**Texto fornecido**.
%%
Cantinho da autopromoção psicodélica
Fiquei puto com o sensacionalismo do Fantástico ao falar sobre o caso das pessoas que tiveram surtos psicóticos em cerimônias com o "sapo alucinógeno". Já é um assunto estigmatizado, é possível falar dos perigos sem criar pânico. Em vez de xingar no twitter, escrevi esse artigo no Ciência Psicodélica, explicando de onde vem essa mania da imprensa tradicional em supervalorizar notícias ruins sobre psicodélicos.
Atenção! Agora, vou contar uma coisa que provavelmente só vou contar aqui pra você: recentemente, a editora Antofágica me convidou pra escrever o posfácio de nada menos do que O Mágico de Oz, em uma edição ilustrada pelo Arnaldo Baptista. Luxo!!! Eu fiquei em êxtase profundo. A ideia era relacionar a história do Baum com a cultura psicodélica. Depois do texto feito, no entanto, disseram que seria melhor não relacionar uma história infantil com drogas :( Então, acabaram tirando o artigo da edição e publicaram no site da editora: chama "O mago e a mente" e você pode ler aqui se quiser. Apesar do imbróglio, fiquei feliz demais com o convite, continuo achando a Antofágica uma editora belíssima e amei o resultado. Que venham mais!
O que eu andei vendo
VÍDEO: Yann Tiersen, Live in Passengers, do ARTE Concert. Meus dias de trabalho ficam melhor ouvindo essa live maravihosa do Yann Tiersen tocando sua parafernália eletrônica num aeroporto vazio.
VÍDEO: Dirty Computer, um curta-metragem sci-fi da cantora Janelle Monáe. Só recentemente parei pra ver essa obra-prima do poliamor futurístico. Só me arrependi de não ter visto antes.
DOC: James Web 4k, na Netflix. Sobre a construçõa do maior telescópio que temos, coisa de louco. As imagens te deixam maluco.
%%
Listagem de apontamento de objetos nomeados
%%
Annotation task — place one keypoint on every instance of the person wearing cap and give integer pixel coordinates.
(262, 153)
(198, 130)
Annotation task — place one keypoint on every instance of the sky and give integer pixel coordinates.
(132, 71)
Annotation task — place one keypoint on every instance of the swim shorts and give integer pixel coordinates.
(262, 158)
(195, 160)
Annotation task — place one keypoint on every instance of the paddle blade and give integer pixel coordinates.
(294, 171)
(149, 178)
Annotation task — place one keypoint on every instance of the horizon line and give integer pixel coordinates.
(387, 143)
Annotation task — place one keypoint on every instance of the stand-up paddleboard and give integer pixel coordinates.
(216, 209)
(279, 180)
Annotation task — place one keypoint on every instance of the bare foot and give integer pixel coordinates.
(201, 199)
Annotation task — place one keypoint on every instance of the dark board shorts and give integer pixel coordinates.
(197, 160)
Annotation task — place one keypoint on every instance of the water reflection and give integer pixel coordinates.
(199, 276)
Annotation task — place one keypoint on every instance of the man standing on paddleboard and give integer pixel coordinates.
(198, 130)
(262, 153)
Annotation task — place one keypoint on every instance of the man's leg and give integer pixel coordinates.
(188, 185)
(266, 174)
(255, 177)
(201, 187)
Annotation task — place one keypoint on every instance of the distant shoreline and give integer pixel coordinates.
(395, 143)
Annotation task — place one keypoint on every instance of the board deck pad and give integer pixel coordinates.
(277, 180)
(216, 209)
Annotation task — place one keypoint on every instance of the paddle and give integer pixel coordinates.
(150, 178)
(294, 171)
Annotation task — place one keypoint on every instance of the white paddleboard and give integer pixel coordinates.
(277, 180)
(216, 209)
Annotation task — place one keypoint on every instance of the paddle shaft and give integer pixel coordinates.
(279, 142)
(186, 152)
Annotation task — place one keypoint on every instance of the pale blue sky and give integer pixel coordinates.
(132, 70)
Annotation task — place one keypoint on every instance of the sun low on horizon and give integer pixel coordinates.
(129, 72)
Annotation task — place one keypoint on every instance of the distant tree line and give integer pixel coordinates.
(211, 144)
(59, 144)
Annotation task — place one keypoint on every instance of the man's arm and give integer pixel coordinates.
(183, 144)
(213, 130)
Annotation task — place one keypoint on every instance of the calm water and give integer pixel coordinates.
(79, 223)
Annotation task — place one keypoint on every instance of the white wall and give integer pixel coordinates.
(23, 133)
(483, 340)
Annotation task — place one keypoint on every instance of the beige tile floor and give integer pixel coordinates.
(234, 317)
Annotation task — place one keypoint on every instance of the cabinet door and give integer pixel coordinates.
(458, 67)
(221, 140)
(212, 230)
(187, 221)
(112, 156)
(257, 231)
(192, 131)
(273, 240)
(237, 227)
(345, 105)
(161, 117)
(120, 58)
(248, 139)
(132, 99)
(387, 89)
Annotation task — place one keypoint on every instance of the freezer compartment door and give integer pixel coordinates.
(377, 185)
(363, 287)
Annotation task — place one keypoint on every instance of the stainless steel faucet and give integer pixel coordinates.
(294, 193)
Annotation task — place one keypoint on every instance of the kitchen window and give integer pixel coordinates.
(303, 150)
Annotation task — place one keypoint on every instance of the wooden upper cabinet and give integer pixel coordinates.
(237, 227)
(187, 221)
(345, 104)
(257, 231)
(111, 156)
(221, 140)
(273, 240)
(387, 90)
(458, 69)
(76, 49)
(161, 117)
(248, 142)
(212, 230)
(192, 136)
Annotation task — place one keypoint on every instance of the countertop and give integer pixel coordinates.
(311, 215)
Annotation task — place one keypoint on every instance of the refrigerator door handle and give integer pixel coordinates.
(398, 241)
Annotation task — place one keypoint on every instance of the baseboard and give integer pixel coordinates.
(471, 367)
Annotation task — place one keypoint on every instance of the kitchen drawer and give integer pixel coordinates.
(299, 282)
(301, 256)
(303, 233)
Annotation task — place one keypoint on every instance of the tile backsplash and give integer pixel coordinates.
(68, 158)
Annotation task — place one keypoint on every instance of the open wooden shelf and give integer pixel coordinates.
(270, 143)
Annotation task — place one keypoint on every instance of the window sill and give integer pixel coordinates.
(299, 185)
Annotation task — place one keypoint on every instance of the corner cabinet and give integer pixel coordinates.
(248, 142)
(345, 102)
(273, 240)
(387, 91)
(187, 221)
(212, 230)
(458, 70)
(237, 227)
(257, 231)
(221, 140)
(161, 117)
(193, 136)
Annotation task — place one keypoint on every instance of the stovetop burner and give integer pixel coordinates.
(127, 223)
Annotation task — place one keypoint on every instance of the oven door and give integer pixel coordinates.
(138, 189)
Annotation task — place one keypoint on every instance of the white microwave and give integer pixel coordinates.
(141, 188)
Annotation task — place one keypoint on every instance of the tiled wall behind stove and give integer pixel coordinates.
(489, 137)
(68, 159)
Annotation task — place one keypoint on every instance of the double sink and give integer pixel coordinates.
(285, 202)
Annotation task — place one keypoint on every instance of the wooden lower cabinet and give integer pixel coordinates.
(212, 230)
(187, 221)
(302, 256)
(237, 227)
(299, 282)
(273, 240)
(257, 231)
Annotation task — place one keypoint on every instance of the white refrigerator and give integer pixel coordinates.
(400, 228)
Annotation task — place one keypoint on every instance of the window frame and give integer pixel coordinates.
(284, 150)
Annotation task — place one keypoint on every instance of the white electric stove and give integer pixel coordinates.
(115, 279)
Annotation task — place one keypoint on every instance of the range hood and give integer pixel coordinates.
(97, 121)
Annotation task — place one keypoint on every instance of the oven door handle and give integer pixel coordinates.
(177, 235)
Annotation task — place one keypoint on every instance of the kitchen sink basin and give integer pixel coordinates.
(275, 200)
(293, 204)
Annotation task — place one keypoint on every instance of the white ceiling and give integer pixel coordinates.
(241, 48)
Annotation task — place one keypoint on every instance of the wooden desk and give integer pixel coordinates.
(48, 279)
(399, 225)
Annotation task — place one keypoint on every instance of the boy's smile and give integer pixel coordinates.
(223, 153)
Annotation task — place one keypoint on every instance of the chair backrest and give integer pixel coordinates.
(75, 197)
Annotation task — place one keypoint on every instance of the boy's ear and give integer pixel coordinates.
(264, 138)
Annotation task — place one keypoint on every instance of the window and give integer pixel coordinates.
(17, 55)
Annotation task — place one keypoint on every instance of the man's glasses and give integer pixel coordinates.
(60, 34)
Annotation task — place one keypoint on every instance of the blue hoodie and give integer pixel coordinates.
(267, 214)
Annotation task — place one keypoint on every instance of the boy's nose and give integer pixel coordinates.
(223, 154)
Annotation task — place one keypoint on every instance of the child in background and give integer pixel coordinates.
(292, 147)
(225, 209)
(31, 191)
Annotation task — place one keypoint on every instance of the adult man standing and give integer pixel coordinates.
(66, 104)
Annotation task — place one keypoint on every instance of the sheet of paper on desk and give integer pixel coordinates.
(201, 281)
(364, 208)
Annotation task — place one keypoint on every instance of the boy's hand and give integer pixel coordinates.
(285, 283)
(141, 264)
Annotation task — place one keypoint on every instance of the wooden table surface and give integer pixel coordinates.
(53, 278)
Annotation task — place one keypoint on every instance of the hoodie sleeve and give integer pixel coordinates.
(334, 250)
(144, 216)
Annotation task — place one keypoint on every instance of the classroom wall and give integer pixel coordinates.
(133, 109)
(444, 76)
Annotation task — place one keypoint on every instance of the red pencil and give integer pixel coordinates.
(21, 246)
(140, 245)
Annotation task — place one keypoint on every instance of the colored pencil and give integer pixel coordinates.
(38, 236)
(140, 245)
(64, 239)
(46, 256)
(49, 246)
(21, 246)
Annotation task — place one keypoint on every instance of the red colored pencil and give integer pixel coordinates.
%%
**O que fazer**. Você pode retomar o texto sobre cultura psicodélica logo depois da última frase apresentada? A listagem provém de outra fonte, distinta do texto.

**Resposta do exercício**.
FILME: Rude Boy, do The Clash, no Mubi. Primeira vez que vi esse registro do Clash no auge. Que precioso!
FILME: A Pior Pessoa do Mundo, do norueguês Joachim Trier, no Prime Video. Daquele série de filmes bonitos que te deixam meio melancólico.
VÍDEO: Conversa na rede, partículas particulares, no canal Selvagem. Tire uns minutos do seu dia para ver o Ailton Krenak e o Eduardo Viveiros de Castro discutindo sobre mito, magia e aceleração de partículas.
O que eu andei ouvindo
Mixtape: Curses. Meu lado gótico se diverte demais ouvindo esse som dark-dançante. Me acompanhou durante vários dias de trabalho nesse mês.
Álbum: "7 Estrelas/quem arrancou o céu?", da Luiza Lian. Aplaudi de pé e gritei: Artista!
Podcast: Antônio Bispo: Estado e partido são colonialistas, na Ilustríssima Conversa. Aqueles papos que você ouve e fica um pouco mais inteligente.
Podcast: Eu quero acreditar, no Rádio Novelo Apresenta. História fantástica do Victor Hugo Brandalise sobre um boato que foi longe demais.
Podcast: Caixa de ferramentas, no Rádio Novelo Apresenta. É muito difícil não indicar todos os episódios do Rádio Novelo Apresenta. Esse aqui traz a história da entrada da Star Link na Amazônia, narrada pela voz de veludo da maravilhosa Juh Faddul.
Então, é isso, pessoal! Como sabem os mais atentos, a PunkYoga, geralmente, sai de sexta-feira. Essa é uma edição excepcional de quarta-feira pré-feriado, já que não consegui soltar a edição na última sexta. Acontece.
Nos vemos daqui a quinze dias. Volto com novidades sobre a aventura radical de dez dias de silêncio e meditação que vou enfrentar.
Vai pela sombra e fica na paz de Bowie.
Com amor & anarquia,
Nathan
Se você chegou aqui através de um link, deve tá pensando: "Como eu assino essa newsletter maneira?". Ora, é só deixar seu e-mail aqui. E dá pra ler as edições anteriores aqui também. Se não curtiu e tá aqui lendo esta última linha, admiro sua capacidade de autoflagelação.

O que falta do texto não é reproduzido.